Short task ▸
Pull every line from the records that contains the word "Your" and list those lines.

Material for the task ▸
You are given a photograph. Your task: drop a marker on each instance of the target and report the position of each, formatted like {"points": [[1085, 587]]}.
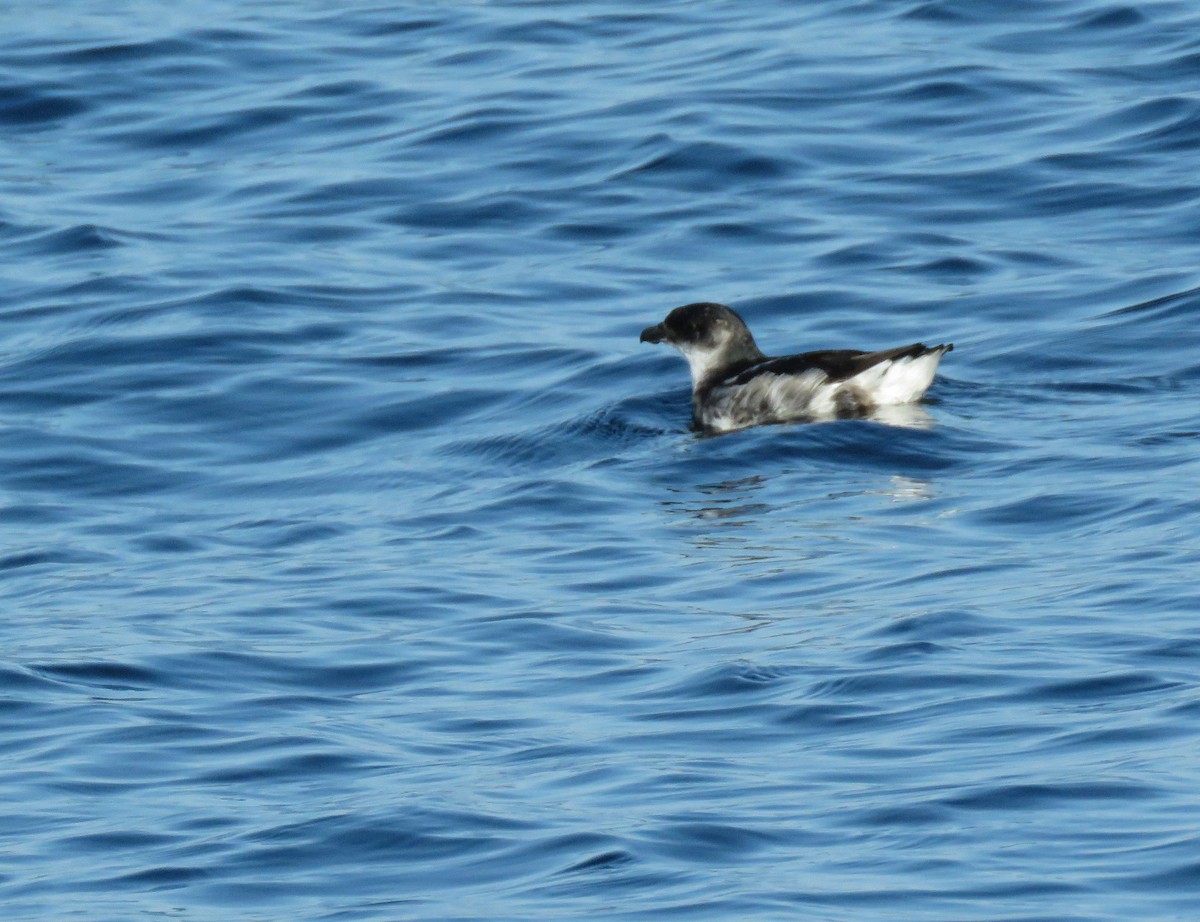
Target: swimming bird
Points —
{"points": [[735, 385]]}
==
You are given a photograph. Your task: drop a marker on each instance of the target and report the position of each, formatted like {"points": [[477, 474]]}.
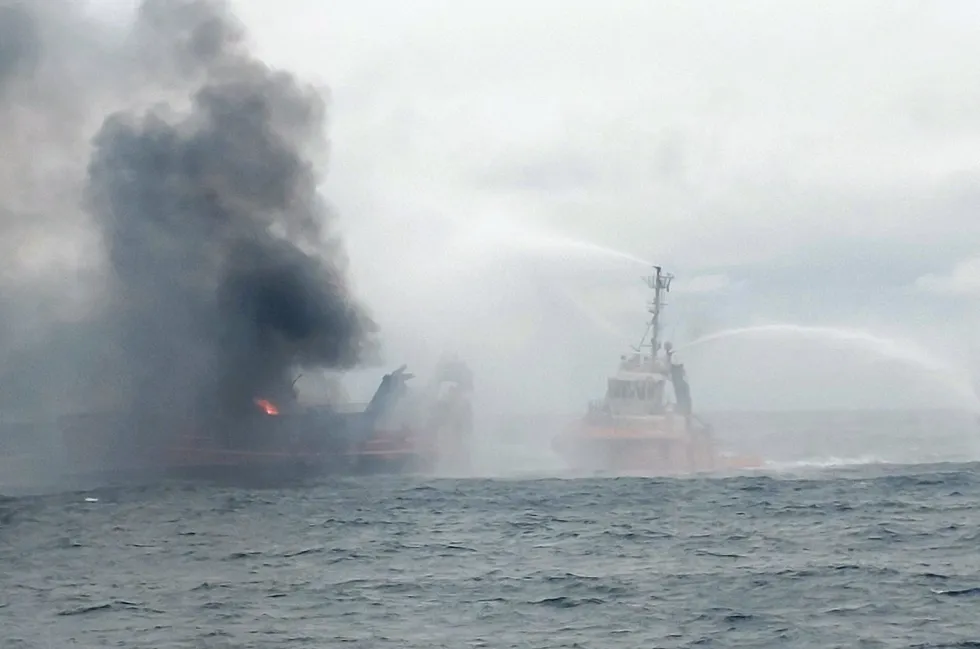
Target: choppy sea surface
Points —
==
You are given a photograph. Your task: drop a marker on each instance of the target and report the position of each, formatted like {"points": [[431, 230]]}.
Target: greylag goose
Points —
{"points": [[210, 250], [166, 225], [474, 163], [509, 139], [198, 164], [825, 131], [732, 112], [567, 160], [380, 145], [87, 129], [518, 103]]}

Result ▸
You are given a photograph. Your task: drop a marker on each instance of the target and report the position of each, formatted like {"points": [[1085, 587]]}.
You are given a photograph. Your task: drop a marker on each instance of the target and report the position of each, formatted like {"points": [[477, 474]]}.
You are given a photograph. Your task: drop a marker on each instance of the target and report the position of each, formatted like {"points": [[431, 230]]}.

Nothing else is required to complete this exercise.